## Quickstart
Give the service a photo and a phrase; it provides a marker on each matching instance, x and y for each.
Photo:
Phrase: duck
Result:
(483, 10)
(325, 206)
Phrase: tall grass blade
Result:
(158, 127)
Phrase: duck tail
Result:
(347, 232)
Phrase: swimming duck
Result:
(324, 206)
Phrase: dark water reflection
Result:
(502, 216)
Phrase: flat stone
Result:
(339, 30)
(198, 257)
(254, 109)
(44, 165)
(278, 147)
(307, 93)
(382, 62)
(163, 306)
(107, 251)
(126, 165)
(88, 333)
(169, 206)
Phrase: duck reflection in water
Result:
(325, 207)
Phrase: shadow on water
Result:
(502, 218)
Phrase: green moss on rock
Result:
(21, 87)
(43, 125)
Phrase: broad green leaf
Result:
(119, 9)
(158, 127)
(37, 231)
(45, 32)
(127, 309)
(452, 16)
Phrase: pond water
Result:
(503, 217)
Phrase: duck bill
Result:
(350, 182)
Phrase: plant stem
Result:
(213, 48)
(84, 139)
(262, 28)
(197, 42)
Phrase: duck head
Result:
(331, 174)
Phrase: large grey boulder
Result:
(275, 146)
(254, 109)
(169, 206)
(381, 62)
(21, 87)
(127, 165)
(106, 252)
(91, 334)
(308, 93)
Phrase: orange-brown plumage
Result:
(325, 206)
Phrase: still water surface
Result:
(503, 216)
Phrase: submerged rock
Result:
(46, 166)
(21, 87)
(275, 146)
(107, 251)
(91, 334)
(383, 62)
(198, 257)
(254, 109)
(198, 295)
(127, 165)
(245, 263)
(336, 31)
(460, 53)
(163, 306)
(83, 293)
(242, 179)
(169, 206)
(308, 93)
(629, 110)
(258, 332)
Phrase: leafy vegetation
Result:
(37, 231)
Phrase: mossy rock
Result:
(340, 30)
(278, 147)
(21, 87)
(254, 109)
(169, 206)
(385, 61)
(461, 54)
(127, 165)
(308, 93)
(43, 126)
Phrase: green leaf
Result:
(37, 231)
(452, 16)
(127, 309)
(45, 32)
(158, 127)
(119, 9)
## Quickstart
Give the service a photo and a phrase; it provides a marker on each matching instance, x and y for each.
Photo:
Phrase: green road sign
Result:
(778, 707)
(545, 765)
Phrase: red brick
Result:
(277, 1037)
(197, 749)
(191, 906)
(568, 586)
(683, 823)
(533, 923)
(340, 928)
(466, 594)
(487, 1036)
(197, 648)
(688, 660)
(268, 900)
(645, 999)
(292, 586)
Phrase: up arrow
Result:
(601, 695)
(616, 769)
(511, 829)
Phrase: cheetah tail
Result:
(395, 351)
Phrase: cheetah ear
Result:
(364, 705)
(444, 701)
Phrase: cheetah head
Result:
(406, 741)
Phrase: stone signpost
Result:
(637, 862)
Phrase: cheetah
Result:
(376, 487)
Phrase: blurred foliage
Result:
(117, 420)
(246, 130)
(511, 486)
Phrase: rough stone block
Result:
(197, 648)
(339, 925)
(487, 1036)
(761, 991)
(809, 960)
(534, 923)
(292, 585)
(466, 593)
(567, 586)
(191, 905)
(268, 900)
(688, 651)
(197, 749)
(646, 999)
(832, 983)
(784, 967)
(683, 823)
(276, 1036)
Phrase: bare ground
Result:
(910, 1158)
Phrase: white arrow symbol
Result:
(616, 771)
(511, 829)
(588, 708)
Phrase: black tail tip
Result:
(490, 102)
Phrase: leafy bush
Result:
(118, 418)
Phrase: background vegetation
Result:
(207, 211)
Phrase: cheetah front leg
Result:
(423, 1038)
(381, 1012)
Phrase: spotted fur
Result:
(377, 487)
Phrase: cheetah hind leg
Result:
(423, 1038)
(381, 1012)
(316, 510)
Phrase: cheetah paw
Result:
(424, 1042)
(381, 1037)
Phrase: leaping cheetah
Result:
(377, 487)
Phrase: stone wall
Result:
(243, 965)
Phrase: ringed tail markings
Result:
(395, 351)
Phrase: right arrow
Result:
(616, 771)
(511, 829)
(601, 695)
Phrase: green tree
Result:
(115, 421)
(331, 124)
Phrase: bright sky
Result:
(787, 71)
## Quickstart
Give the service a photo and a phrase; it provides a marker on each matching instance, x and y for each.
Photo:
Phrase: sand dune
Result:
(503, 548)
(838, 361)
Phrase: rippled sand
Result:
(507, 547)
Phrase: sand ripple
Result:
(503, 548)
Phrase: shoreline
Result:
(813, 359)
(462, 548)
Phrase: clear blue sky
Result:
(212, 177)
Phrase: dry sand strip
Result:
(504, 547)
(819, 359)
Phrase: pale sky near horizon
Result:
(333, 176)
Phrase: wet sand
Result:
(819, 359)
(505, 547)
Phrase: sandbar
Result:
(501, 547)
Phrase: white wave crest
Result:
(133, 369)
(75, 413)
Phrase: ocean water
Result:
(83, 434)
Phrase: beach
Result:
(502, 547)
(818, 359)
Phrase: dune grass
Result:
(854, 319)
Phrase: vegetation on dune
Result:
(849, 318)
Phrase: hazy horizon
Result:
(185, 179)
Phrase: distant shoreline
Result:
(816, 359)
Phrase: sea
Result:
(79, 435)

########################################

Write out the entire listing exactly.

## Quickstart
Give the service a photo and a phrase; it provides a marker on each matching instance, x and y for each.
Photo:
Phrase: duck
Result:
(483, 10)
(325, 206)
Phrase: tall grass blade
Result:
(158, 127)
Phrase: duck tail
Result:
(347, 232)
Phrase: swimming duck
Result:
(324, 206)
Phrase: dark water reflection
Result:
(502, 216)
Phrase: flat stone
Result:
(339, 30)
(198, 257)
(254, 109)
(44, 165)
(278, 147)
(307, 93)
(382, 62)
(163, 306)
(107, 251)
(126, 165)
(88, 333)
(169, 206)
Phrase: duck reflection in water
Result:
(325, 207)
Phrase: shadow on water
Result:
(502, 218)
Phrase: green moss on rock
Result:
(21, 87)
(43, 125)
Phrase: broad green leaf
Result:
(119, 9)
(158, 127)
(37, 231)
(45, 32)
(127, 309)
(452, 16)
Phrase: pond water
Result:
(503, 217)
Phrase: duck bill
Result:
(350, 182)
Phrase: plant stem
Result:
(213, 48)
(84, 139)
(262, 28)
(197, 42)
Phrase: duck head
Result:
(331, 174)
Phrase: large grey boulder
Result:
(275, 146)
(254, 109)
(169, 206)
(381, 62)
(21, 87)
(127, 165)
(106, 252)
(91, 334)
(308, 93)
Phrase: orange-brown plumage
Result:
(325, 206)
Phrase: still water surface
Result:
(503, 216)
Phrase: submerged rock
Result:
(46, 166)
(21, 87)
(275, 146)
(107, 251)
(91, 334)
(383, 62)
(198, 257)
(254, 109)
(198, 295)
(127, 165)
(245, 263)
(336, 31)
(460, 53)
(163, 306)
(83, 293)
(242, 179)
(169, 206)
(308, 93)
(629, 110)
(258, 332)
Phrase: leafy vegetation
Result:
(37, 231)
Phrase: mossy rock
Result:
(340, 30)
(278, 147)
(21, 87)
(254, 109)
(169, 206)
(385, 61)
(461, 54)
(127, 165)
(308, 93)
(43, 126)
Phrase: green leaf
Result:
(37, 231)
(452, 16)
(127, 309)
(45, 32)
(158, 127)
(119, 9)
## Quickstart
Give the service a photo and a phrase; it provides a marker on each matching instance, x and y for each.
Photo:
Phrase: green road sign
Result:
(778, 707)
(545, 765)
Phrase: red brick
Result:
(277, 1037)
(197, 749)
(191, 906)
(568, 586)
(683, 823)
(533, 923)
(340, 928)
(466, 594)
(487, 1036)
(197, 648)
(688, 660)
(268, 900)
(645, 999)
(292, 586)
Phrase: up arrow
Result:
(601, 695)
(616, 769)
(511, 829)
Phrase: cheetah tail
Result:
(395, 351)
Phrase: cheetah ear
Result:
(364, 705)
(444, 701)
Phrase: cheetah head
Result:
(406, 741)
Phrase: stone signpost
Result:
(637, 862)
Phrase: cheetah
Result:
(376, 487)
Phrase: blurred foliage
Result:
(117, 420)
(246, 130)
(511, 486)
Phrase: rough stone block
Result:
(197, 648)
(339, 925)
(487, 1036)
(761, 991)
(809, 960)
(534, 923)
(292, 585)
(466, 593)
(567, 586)
(191, 905)
(268, 900)
(688, 651)
(197, 749)
(646, 999)
(832, 983)
(784, 967)
(683, 823)
(276, 1036)
Phrase: bare ground
Result:
(910, 1158)
Phrase: white arrow symbol
Result:
(616, 771)
(511, 829)
(588, 708)
Phrase: black tail tip
Result:
(490, 102)
Phrase: leafy bush
Result:
(118, 418)
Phrase: background vegetation
Result:
(207, 211)
Phrase: cheetah front leg
Result:
(423, 1038)
(381, 1012)
Phrase: spotted fur
Result:
(377, 487)
Phrase: cheetah hind leg
Result:
(423, 1038)
(381, 1012)
(316, 510)
Phrase: cheetah paw
Result:
(424, 1042)
(381, 1037)
Phrase: leaping cheetah
Result:
(377, 487)
Phrase: stone wall
Result:
(243, 965)
Phrase: ringed tail markings
Result:
(395, 351)
Phrase: right arrow
Result:
(616, 771)
(511, 829)
(601, 695)
Phrase: green tree
Result:
(115, 421)
(331, 124)
Phrase: bright sky
Result:
(787, 71)
## Quickstart
Give the service a photo and a phrase; it provides a marker on each matching instance, x and y for each.
Photo:
Phrase: sand dune
Result:
(503, 548)
(838, 361)
Phrase: rippled sand
Result:
(507, 547)
Phrase: sand ripple
Result:
(503, 548)
Phrase: shoreline
Result:
(813, 359)
(462, 548)
Phrase: clear blue sky
Result:
(212, 177)
Phrase: dry sand strip
Result:
(504, 547)
(819, 359)
Phrase: pale sky near horizon
Result:
(333, 176)
Phrase: wet sand
Result:
(819, 359)
(505, 547)
Phrase: sandbar
Result:
(501, 547)
Phrase: white wave crest
Result:
(133, 369)
(75, 413)
Phrase: ocean water
Result:
(83, 434)
Phrase: beach
Result:
(502, 547)
(818, 359)
Phrase: dune grass
Result:
(854, 319)
Phrase: vegetation on dune
Result:
(849, 318)
Phrase: hazy horizon
Result:
(185, 179)
Phrase: distant shoreline
Result:
(816, 359)
Phrase: sea
Result:
(79, 435)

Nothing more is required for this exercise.